Could you copy the records starting at the line that contains "Could you please identify the upright" and stopping after the last line, requests included? Multiply every x and y coordinate in the answers by 1.55 and round each to a whole number, with halves rounding up.

# Recorded data:
•••
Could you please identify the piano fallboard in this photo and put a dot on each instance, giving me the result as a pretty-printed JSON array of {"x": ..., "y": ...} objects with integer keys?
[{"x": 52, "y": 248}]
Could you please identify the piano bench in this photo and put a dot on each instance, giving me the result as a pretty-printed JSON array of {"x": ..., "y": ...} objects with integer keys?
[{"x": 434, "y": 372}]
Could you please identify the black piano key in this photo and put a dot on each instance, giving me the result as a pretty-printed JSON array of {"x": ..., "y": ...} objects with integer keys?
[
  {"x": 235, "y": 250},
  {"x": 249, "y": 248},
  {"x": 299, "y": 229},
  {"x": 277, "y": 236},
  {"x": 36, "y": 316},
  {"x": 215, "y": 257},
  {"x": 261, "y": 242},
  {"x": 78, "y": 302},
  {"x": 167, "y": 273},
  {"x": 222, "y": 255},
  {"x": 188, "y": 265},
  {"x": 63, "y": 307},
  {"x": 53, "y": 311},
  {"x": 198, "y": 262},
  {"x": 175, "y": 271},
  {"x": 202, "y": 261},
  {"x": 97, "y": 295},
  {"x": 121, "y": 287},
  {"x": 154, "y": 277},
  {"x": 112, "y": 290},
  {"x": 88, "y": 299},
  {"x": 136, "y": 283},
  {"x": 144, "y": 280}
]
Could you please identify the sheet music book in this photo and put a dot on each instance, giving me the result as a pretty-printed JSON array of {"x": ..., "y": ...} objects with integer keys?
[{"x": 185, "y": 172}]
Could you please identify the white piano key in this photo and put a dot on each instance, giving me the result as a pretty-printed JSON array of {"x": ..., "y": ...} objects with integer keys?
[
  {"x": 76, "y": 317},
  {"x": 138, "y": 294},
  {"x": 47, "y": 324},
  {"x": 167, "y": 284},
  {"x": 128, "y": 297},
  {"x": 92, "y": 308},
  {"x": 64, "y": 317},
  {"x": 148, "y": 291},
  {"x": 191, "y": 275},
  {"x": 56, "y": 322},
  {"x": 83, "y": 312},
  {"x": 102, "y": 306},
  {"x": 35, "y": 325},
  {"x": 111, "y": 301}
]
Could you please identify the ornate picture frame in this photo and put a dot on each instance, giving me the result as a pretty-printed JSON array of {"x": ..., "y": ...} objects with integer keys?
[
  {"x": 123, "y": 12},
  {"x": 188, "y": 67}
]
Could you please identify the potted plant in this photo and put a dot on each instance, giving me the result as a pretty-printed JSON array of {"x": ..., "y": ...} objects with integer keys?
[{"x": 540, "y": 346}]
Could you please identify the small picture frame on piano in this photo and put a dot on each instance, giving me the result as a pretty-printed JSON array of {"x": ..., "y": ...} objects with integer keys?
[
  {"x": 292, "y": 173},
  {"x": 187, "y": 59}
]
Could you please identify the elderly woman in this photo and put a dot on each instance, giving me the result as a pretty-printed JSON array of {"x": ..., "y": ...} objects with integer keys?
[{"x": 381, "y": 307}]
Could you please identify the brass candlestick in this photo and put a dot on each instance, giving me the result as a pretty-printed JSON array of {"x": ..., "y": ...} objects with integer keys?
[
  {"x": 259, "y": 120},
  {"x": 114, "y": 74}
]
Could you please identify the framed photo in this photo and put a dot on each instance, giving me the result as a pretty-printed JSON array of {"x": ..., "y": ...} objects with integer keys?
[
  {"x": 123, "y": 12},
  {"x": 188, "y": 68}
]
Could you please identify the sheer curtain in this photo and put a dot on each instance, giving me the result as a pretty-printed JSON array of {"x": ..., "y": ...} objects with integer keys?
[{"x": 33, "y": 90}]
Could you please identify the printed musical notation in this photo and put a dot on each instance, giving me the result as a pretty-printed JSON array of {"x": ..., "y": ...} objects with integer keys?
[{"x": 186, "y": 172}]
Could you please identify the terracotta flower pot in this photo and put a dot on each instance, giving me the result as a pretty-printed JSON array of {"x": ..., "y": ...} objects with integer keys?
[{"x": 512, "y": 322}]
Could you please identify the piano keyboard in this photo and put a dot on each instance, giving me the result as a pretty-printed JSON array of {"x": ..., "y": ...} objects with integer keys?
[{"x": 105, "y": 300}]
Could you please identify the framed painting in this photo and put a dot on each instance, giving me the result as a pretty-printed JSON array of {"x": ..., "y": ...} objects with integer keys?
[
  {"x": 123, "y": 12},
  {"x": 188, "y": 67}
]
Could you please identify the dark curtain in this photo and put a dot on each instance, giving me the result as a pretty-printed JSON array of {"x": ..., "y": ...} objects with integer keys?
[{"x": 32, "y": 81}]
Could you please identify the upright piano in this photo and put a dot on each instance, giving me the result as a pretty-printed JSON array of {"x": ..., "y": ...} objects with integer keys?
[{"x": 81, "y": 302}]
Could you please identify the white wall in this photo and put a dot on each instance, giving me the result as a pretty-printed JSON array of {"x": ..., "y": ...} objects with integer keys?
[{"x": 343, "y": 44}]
•••
# Result of this task:
Could you please identify the upright piano in this photo and put a dot on each instance, giving me the result as a pretty-printed JSON array of {"x": ..., "y": ...} objects with integer keys?
[{"x": 126, "y": 468}]
Could you please identify the white wall in this photo and put a dot on each instance, giving me the result as a pretty-printed JSON array of {"x": ..., "y": ...} objects with integer keys?
[{"x": 532, "y": 68}]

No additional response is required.